--- INPUT DATA Enclosed Below ---

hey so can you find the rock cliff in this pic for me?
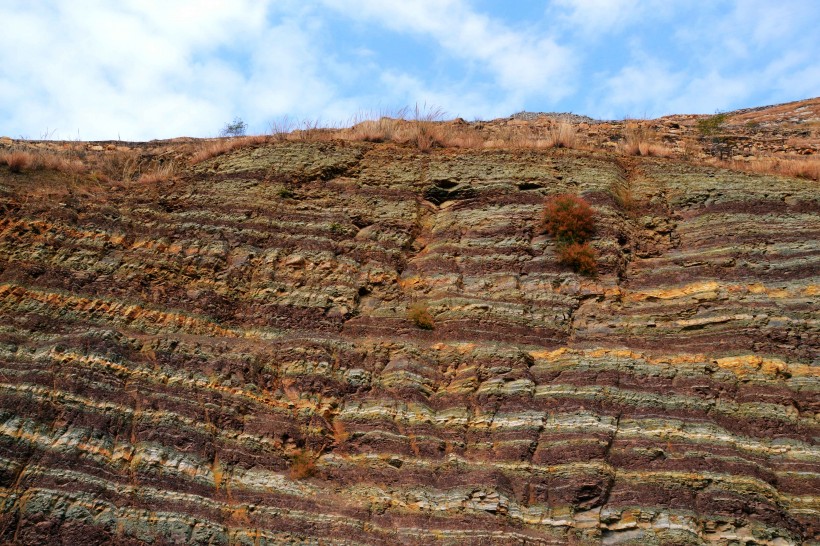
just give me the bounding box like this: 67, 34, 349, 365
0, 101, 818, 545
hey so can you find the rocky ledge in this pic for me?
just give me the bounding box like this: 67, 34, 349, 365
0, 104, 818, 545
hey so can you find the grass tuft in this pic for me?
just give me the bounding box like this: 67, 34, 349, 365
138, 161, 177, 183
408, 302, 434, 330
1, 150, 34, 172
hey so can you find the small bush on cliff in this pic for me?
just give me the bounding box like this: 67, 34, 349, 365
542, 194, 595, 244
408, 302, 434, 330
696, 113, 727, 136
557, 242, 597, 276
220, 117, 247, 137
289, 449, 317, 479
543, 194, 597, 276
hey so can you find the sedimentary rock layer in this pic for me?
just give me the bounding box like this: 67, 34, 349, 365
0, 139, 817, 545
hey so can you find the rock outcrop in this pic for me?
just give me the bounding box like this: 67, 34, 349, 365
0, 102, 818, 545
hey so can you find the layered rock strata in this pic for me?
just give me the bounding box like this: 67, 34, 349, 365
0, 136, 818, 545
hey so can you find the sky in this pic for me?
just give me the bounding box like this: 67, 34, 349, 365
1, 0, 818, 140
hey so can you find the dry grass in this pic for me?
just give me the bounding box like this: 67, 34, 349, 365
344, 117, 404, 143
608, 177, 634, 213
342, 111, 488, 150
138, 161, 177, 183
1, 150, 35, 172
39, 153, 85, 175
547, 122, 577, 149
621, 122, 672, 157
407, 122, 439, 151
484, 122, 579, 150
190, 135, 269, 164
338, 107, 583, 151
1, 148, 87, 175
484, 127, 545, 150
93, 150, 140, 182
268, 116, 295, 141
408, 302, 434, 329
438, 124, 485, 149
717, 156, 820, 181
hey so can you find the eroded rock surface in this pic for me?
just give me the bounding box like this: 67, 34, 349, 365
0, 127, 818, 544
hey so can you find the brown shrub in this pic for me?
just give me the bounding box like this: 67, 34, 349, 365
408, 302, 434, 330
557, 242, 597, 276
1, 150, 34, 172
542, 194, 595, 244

--- End of Enclosed INPUT DATA ---
--- INPUT DATA Enclosed Below ---

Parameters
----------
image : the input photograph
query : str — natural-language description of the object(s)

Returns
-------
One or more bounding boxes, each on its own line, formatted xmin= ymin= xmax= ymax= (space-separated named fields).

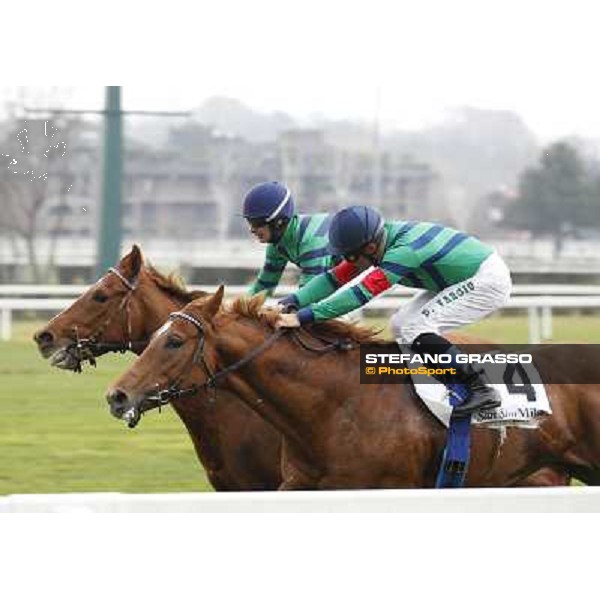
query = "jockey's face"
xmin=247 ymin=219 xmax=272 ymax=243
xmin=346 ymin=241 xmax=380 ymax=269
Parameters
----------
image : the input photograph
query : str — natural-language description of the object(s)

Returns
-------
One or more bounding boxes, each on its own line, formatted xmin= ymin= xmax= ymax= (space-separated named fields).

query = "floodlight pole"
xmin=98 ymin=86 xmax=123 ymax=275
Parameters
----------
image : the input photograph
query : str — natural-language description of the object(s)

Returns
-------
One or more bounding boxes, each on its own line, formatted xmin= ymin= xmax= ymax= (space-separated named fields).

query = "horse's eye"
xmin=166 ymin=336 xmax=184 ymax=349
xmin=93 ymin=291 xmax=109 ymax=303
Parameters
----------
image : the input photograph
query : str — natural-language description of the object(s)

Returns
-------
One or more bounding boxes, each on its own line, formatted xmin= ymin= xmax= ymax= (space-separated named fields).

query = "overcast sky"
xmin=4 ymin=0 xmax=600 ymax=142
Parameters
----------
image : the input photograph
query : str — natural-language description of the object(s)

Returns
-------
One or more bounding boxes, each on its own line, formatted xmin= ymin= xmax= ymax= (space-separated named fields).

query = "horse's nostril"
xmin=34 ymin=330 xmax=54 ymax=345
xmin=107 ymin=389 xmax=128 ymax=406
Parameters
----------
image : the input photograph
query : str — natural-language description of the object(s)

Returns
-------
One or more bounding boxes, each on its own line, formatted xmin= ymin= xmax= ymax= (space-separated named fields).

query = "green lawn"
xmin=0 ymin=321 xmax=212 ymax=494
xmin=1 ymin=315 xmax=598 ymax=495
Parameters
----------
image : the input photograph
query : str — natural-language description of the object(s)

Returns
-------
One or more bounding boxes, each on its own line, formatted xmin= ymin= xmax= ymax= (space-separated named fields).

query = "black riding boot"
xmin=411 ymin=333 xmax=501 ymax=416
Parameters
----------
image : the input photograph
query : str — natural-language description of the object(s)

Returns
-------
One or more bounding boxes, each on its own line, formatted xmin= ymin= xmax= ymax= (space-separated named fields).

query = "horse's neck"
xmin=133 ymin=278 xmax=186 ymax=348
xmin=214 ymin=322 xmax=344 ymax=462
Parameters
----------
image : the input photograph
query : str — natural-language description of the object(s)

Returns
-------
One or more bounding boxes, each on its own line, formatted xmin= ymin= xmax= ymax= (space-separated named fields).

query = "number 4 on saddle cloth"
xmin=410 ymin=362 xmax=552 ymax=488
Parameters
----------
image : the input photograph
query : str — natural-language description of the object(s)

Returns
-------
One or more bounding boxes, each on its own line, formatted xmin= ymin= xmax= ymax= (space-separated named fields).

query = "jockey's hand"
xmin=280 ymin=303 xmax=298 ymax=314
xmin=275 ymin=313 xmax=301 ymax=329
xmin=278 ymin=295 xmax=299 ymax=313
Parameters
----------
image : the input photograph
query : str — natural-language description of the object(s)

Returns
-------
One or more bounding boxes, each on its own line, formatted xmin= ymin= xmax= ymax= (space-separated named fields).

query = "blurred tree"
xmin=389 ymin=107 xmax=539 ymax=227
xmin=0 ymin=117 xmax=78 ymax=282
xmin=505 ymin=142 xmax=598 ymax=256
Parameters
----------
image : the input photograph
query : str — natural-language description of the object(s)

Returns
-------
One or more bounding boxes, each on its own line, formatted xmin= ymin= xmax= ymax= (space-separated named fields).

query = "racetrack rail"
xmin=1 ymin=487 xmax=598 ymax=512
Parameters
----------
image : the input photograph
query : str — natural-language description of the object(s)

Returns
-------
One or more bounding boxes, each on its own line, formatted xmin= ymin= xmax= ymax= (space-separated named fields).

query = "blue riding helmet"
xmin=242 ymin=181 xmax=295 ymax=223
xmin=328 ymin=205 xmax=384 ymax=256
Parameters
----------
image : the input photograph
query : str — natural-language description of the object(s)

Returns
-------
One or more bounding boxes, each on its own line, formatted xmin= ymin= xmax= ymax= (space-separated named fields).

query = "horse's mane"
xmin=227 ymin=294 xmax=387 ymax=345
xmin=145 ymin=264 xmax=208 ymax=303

--- End of Enclosed INPUT DATA ---

Collect the lines of the data that carry the word "cliff".

hey so can you find the rock cliff in this pic for me?
hey so can you find the small bush on cliff in this pic for me?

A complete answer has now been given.